* **GIVEN TASK 1**: In the forum thread, what were the kids throwing in the back yard when they kept hitting the daughter?
* **GIVEN TASK 2**: Copy word for word the part of the forum thread starting with "I've thought about" and going on through "to return home?".

* **EXCERPT PROVIDED**:

• • • • • • •

I've thought about it, and I would prefer for her to say "I don't want to play with you right now" or more politely "I just want to play with your brother right now." It's the passive aggressive nature of what she's doing that drives me batty.

Quote:


> Originally Posted by *meemee*
> 
> lynn i am a little confused. so are you saying sometimes cindy, DS, DD and other kids DO play together (on the weekends when the other bro and sis are gone) but mostly she is not allowed?
> 
> and when she is not allowed, you also ask DS to return home?


Not quite. Sometimes the whole group plays nicely together. Sometimes they're doing things that dd isn't interested in (playing baseball) and so she wanders off to do her own thing, and sometimes they exclude her. I think it's worse when their mom isn't home. Their mom is decent, and if it escalates, I'll talk to her. Dad is an OK guy, but a bit self-centered, so he probably doesn't notice.

I only ask ds to return home when he's been actively misleading dd or otherwise being mean (at one point in time yesterday they were throwing pine cones in the back yard and kept 'accidentally' hitting her. I don't know if it was accidental or not, but that stopped.). So, yesterday, after chewing him out for not making it clear whose house he was going to be in (it was one of 2 neighbors, but I didn't know where he was, which is a big no-no at our house), I let him stay at Cindy's house, even though dd wasn't invited.

Quote:


> But, Cindy tends to be untruthful when she doesn't want to play with dd -- instead of saying "I don't want to play with you" (hard, I know), she'll tell dd that "no one is allowed to come in our house right now". But then suddenly the neighbor across the street is allowed in, then ds is allowed in, and dd is excluded. A lot of the games they play could easily include dd, and they just choose not to. They also tend to be a little snotty in terms of tone with her.

• • • • • • •

* **RECORDED INFORMATION**:
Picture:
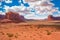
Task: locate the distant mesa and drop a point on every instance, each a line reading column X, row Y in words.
column 50, row 17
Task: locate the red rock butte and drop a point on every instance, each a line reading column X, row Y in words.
column 50, row 17
column 13, row 16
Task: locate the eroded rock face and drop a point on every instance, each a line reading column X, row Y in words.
column 15, row 17
column 50, row 17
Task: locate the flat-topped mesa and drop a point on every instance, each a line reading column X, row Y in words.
column 50, row 17
column 15, row 17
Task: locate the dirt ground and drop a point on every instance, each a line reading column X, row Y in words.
column 18, row 31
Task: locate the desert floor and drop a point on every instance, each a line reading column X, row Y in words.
column 29, row 31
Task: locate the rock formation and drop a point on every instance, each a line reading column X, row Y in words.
column 50, row 17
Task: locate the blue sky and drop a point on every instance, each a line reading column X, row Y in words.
column 17, row 3
column 57, row 3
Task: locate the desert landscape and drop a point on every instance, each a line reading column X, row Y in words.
column 30, row 30
column 15, row 27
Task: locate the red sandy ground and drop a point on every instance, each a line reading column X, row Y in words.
column 28, row 32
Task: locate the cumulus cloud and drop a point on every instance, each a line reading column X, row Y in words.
column 8, row 1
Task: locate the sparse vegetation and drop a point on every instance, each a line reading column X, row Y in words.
column 9, row 35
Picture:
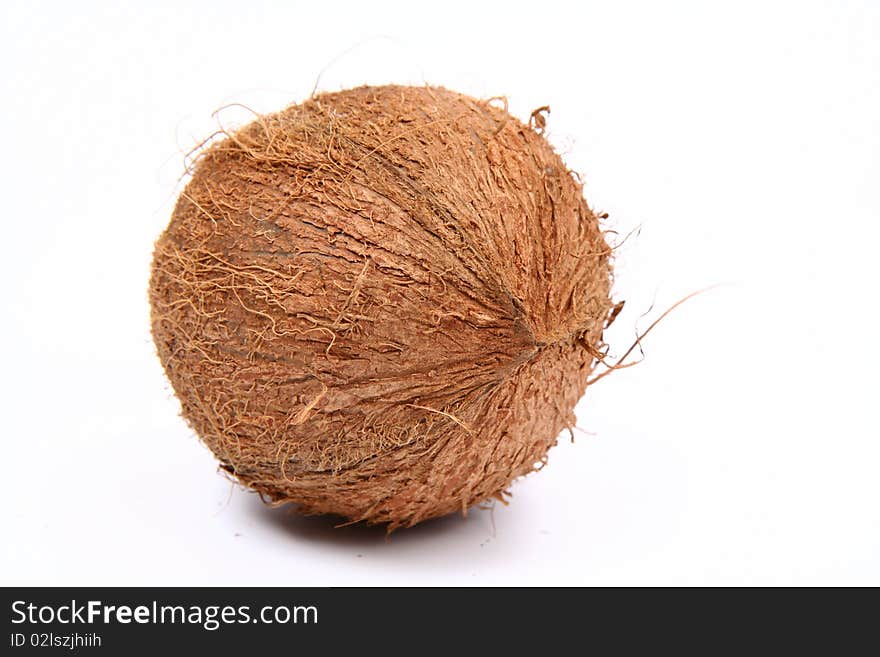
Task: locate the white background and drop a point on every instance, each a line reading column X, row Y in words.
column 742, row 139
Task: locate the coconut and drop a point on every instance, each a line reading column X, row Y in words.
column 382, row 303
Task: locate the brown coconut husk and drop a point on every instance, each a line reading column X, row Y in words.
column 381, row 303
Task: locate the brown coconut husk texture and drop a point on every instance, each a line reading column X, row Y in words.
column 382, row 303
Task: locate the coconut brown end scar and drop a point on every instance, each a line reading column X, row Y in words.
column 382, row 303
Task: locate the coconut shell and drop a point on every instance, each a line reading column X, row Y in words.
column 382, row 303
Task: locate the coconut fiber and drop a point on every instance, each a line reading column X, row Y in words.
column 381, row 303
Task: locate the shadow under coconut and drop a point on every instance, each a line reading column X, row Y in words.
column 328, row 529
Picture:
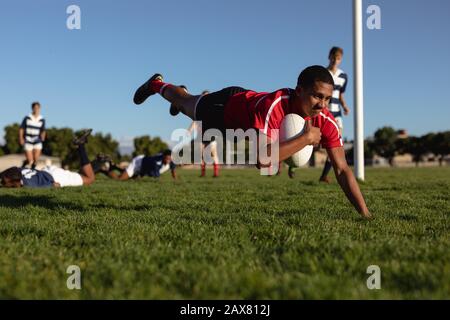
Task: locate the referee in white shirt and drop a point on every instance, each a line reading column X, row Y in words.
column 32, row 134
column 337, row 103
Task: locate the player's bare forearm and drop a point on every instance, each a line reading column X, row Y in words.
column 350, row 186
column 347, row 181
column 289, row 147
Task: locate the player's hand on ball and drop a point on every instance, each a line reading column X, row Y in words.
column 313, row 134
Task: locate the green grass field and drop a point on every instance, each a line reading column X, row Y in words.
column 239, row 236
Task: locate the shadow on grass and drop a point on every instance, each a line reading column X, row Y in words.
column 46, row 202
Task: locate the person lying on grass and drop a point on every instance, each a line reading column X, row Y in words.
column 140, row 166
column 52, row 176
column 239, row 108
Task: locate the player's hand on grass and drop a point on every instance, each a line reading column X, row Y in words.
column 312, row 134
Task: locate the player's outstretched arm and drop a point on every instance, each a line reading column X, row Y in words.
column 347, row 181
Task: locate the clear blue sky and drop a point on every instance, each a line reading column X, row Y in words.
column 86, row 78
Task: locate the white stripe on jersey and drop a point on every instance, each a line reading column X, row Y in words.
column 266, row 125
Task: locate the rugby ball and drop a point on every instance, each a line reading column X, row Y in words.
column 293, row 126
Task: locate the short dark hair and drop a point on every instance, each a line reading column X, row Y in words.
column 167, row 152
column 334, row 51
column 312, row 74
column 13, row 173
column 35, row 103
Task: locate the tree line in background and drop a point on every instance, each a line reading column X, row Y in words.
column 59, row 144
column 386, row 143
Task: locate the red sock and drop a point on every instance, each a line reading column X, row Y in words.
column 159, row 86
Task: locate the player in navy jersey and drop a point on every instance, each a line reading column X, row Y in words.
column 146, row 166
column 239, row 108
column 32, row 134
column 337, row 103
column 52, row 176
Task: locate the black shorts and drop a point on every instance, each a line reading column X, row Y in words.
column 211, row 108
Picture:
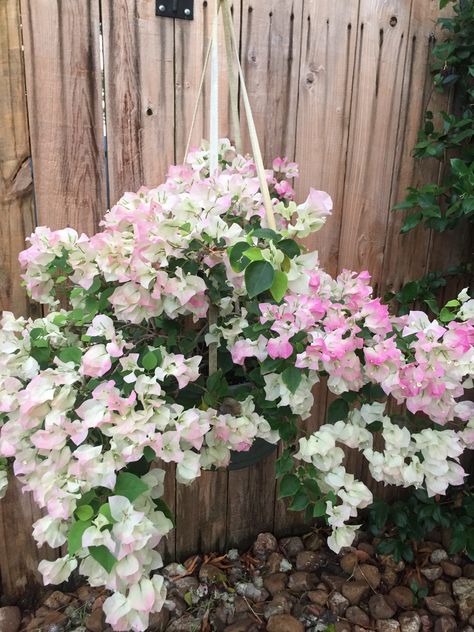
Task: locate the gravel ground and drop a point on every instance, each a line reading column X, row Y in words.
column 288, row 585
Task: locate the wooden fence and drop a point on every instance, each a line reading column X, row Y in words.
column 338, row 85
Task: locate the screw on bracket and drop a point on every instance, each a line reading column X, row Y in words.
column 182, row 9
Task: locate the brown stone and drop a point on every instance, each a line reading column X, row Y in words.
column 402, row 596
column 387, row 625
column 274, row 562
column 210, row 573
column 275, row 583
column 57, row 600
column 301, row 581
column 432, row 573
column 355, row 591
column 410, row 621
column 280, row 604
column 309, row 561
column 337, row 603
column 186, row 623
column 243, row 624
column 354, row 614
column 440, row 586
column 158, row 621
column 265, row 544
column 463, row 589
column 348, row 562
column 319, row 597
column 440, row 605
column 10, row 618
column 381, row 607
column 95, row 622
column 446, row 623
column 334, row 582
column 313, row 542
column 292, row 546
column 450, row 569
column 284, row 623
column 369, row 573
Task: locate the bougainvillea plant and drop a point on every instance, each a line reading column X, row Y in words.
column 114, row 380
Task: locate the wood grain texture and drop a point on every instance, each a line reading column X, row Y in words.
column 63, row 83
column 328, row 43
column 377, row 89
column 191, row 43
column 16, row 203
column 139, row 94
column 270, row 44
column 250, row 503
column 406, row 255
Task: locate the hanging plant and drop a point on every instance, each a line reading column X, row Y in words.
column 114, row 381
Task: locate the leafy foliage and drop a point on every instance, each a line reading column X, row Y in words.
column 405, row 523
column 441, row 206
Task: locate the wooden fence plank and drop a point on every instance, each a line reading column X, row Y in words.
column 64, row 87
column 19, row 556
column 406, row 255
column 325, row 90
column 378, row 81
column 271, row 42
column 200, row 508
column 139, row 94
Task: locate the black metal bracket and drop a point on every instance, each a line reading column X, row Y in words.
column 182, row 9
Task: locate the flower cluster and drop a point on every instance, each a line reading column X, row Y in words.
column 115, row 380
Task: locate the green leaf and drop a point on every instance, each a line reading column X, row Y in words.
column 279, row 285
column 103, row 556
column 254, row 253
column 339, row 409
column 130, row 486
column 106, row 512
column 149, row 360
column 235, row 255
column 74, row 536
column 163, row 507
column 258, row 277
column 289, row 247
column 84, row 512
column 70, row 354
column 291, row 377
column 319, row 509
column 300, row 502
column 289, row 485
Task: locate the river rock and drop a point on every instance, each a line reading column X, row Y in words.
column 438, row 555
column 402, row 596
column 275, row 583
column 355, row 591
column 10, row 618
column 337, row 603
column 309, row 561
column 440, row 605
column 410, row 621
column 450, row 569
column 292, row 546
column 387, row 625
column 445, row 623
column 381, row 607
column 463, row 589
column 368, row 573
column 284, row 623
column 354, row 614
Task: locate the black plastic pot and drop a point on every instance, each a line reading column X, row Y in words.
column 260, row 450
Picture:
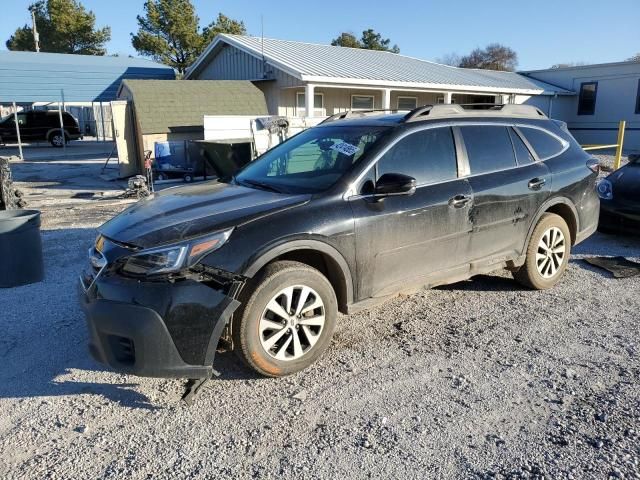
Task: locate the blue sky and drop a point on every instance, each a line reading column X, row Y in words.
column 542, row 32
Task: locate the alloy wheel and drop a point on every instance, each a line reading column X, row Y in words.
column 551, row 252
column 292, row 323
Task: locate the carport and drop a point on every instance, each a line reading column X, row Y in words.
column 82, row 85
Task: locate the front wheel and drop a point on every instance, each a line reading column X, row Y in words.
column 287, row 319
column 547, row 253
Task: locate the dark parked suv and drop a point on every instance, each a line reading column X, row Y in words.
column 38, row 125
column 337, row 218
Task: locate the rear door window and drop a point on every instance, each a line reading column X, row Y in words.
column 488, row 147
column 545, row 144
column 428, row 155
column 523, row 155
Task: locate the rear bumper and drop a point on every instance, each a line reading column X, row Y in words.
column 135, row 338
column 616, row 219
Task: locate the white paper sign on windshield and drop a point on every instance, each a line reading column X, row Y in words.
column 345, row 148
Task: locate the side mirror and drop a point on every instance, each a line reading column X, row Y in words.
column 395, row 184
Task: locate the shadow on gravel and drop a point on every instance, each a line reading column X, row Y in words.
column 605, row 245
column 43, row 346
column 485, row 283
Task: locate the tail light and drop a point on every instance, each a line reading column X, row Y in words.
column 594, row 165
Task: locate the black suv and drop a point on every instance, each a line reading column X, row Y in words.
column 337, row 218
column 37, row 125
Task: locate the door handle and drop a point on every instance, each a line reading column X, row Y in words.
column 459, row 201
column 536, row 183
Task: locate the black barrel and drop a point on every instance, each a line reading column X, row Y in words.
column 20, row 248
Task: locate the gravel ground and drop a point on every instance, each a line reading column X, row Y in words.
column 480, row 379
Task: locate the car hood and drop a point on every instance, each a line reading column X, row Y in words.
column 626, row 184
column 182, row 213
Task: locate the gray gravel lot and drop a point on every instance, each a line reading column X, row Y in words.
column 480, row 379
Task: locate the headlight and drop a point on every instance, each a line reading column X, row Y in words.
column 174, row 258
column 605, row 189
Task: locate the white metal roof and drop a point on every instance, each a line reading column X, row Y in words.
column 329, row 64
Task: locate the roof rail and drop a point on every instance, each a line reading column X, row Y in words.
column 473, row 109
column 356, row 113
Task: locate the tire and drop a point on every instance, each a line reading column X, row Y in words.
column 56, row 140
column 543, row 268
column 267, row 342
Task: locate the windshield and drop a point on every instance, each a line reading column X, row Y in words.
column 312, row 161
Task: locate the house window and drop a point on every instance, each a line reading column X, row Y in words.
column 407, row 103
column 361, row 102
column 587, row 99
column 318, row 104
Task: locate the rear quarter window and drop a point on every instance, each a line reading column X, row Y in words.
column 488, row 147
column 544, row 144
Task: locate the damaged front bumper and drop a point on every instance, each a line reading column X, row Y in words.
column 155, row 328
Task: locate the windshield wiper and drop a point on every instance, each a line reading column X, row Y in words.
column 259, row 184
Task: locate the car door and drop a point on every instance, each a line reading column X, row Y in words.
column 402, row 239
column 507, row 192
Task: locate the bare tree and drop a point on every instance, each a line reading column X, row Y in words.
column 370, row 40
column 493, row 57
column 568, row 64
column 452, row 59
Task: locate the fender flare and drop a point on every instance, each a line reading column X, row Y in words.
column 543, row 208
column 259, row 261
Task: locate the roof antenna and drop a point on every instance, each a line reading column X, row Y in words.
column 264, row 73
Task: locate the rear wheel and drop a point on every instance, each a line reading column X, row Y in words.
column 57, row 139
column 287, row 319
column 547, row 253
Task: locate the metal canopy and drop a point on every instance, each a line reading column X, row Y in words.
column 29, row 77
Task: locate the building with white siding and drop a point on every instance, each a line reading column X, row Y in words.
column 605, row 94
column 306, row 80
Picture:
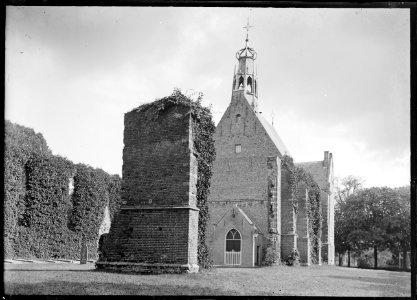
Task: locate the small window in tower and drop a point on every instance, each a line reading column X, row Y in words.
column 240, row 82
column 249, row 85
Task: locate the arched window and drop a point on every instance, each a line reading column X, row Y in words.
column 249, row 84
column 240, row 82
column 233, row 246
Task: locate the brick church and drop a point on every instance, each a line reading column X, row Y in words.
column 244, row 213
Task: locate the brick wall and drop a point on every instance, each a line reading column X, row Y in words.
column 242, row 178
column 303, row 239
column 288, row 221
column 157, row 228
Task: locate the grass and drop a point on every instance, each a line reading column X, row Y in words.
column 76, row 279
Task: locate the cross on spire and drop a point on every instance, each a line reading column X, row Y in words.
column 247, row 27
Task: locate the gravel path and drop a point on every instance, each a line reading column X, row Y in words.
column 75, row 279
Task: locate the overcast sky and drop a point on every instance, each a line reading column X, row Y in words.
column 331, row 79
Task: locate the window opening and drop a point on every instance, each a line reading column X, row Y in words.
column 240, row 82
column 249, row 85
column 233, row 248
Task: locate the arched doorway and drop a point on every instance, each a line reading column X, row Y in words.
column 233, row 248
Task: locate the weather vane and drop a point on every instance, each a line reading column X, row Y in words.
column 247, row 27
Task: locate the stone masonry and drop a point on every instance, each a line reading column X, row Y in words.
column 156, row 230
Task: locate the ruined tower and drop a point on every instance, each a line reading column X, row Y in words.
column 156, row 230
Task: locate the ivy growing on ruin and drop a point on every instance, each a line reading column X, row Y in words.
column 40, row 214
column 297, row 176
column 203, row 129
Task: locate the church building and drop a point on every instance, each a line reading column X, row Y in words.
column 250, row 200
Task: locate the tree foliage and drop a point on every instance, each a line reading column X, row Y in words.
column 377, row 217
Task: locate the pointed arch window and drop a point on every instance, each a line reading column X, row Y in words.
column 249, row 84
column 241, row 80
column 233, row 248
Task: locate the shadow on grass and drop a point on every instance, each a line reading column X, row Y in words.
column 101, row 288
column 49, row 270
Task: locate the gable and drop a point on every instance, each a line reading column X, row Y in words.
column 240, row 120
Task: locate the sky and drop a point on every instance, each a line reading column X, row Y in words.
column 333, row 80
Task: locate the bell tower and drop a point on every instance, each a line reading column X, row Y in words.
column 245, row 78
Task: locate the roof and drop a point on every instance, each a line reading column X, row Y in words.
column 238, row 210
column 272, row 133
column 319, row 172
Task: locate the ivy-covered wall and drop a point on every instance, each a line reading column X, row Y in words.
column 298, row 176
column 42, row 218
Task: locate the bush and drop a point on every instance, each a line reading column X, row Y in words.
column 365, row 262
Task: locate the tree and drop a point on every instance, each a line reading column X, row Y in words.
column 374, row 217
column 344, row 188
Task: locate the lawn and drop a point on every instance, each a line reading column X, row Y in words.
column 76, row 279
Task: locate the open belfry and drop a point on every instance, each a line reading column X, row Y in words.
column 253, row 219
column 156, row 230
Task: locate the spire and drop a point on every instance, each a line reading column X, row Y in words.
column 245, row 77
column 247, row 27
column 246, row 51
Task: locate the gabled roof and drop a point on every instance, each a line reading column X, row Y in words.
column 240, row 211
column 272, row 133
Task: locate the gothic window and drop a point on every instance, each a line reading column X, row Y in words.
column 233, row 241
column 71, row 186
column 241, row 82
column 249, row 84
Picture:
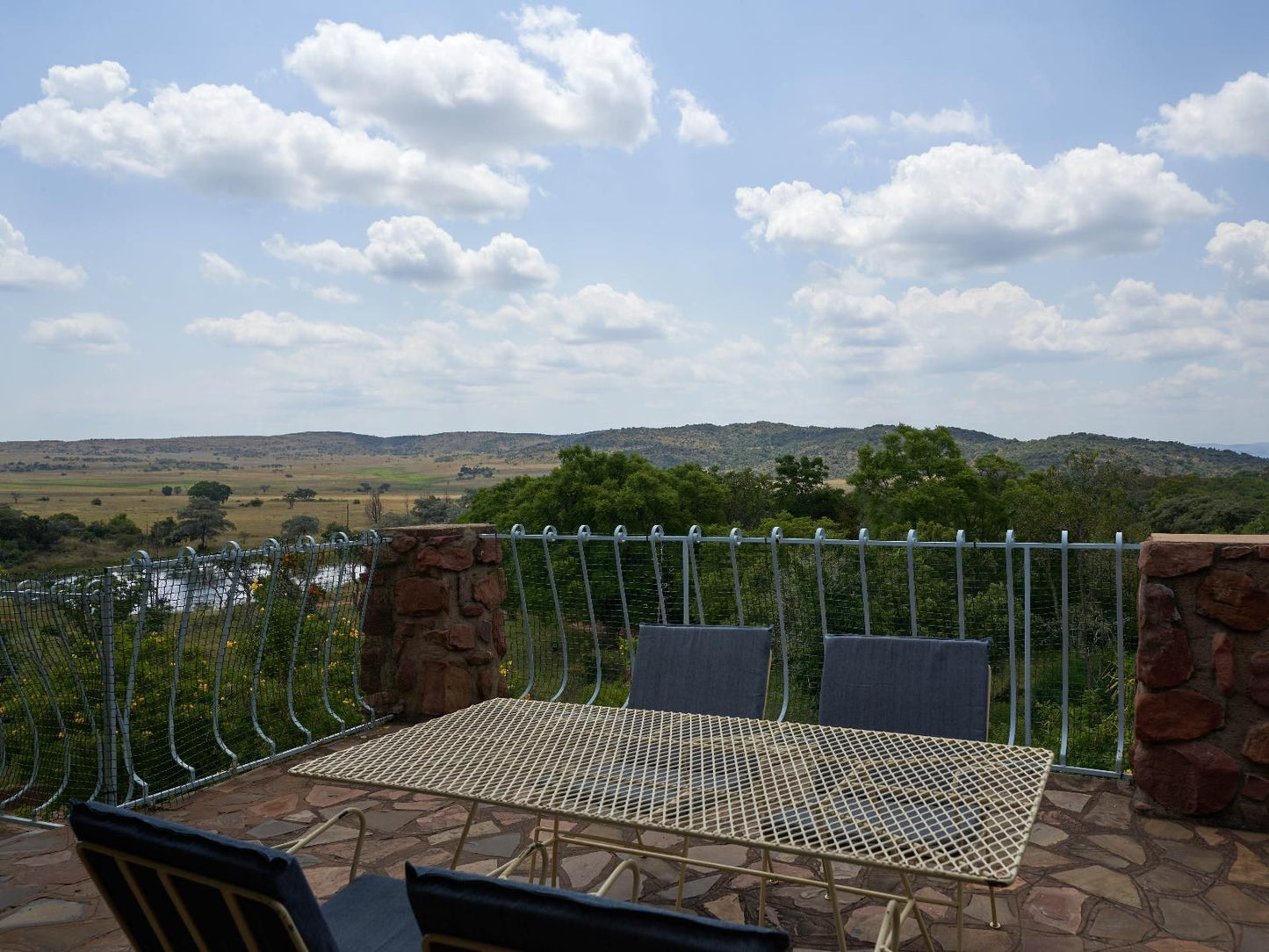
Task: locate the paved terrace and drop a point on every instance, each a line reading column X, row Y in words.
column 1095, row 876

• • • • • • •

* **EXERCISE RESPONSE 1**: Pine cones.

* **EXERCISE RESPONSE 2**:
I've thought about it, and I would prefer for her to say "I don't want to play with you right now" or more politely "I just want to play with your brother right now." It's the passive aggressive nature of what she's doing that drives me batty.

Quote:


> Originally Posted by *meemee*
> 
> lynn i am a little confused. so are you saying sometimes cindy, DS, DD and other kids DO play together (on the weekends when the other bro and sis are gone) but mostly she is not allowed?
> 
> and when she is not allowed, you also ask DS to return home?